━━━━━ Data section ━━━━━

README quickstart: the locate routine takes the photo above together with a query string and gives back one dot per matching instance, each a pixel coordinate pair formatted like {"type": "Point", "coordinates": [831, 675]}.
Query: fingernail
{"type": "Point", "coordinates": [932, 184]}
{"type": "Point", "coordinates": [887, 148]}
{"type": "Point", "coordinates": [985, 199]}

━━━━━

#### Directions for this task
Reproduce every one of the items above word for word, with nothing changed.

#### The answer
README quickstart: the locate routine takes the photo above together with a query string and gives back one dot per matching instance, each a pixel coordinate pair formatted like {"type": "Point", "coordinates": [831, 675]}.
Query: fingernail
{"type": "Point", "coordinates": [932, 184]}
{"type": "Point", "coordinates": [887, 148]}
{"type": "Point", "coordinates": [985, 199]}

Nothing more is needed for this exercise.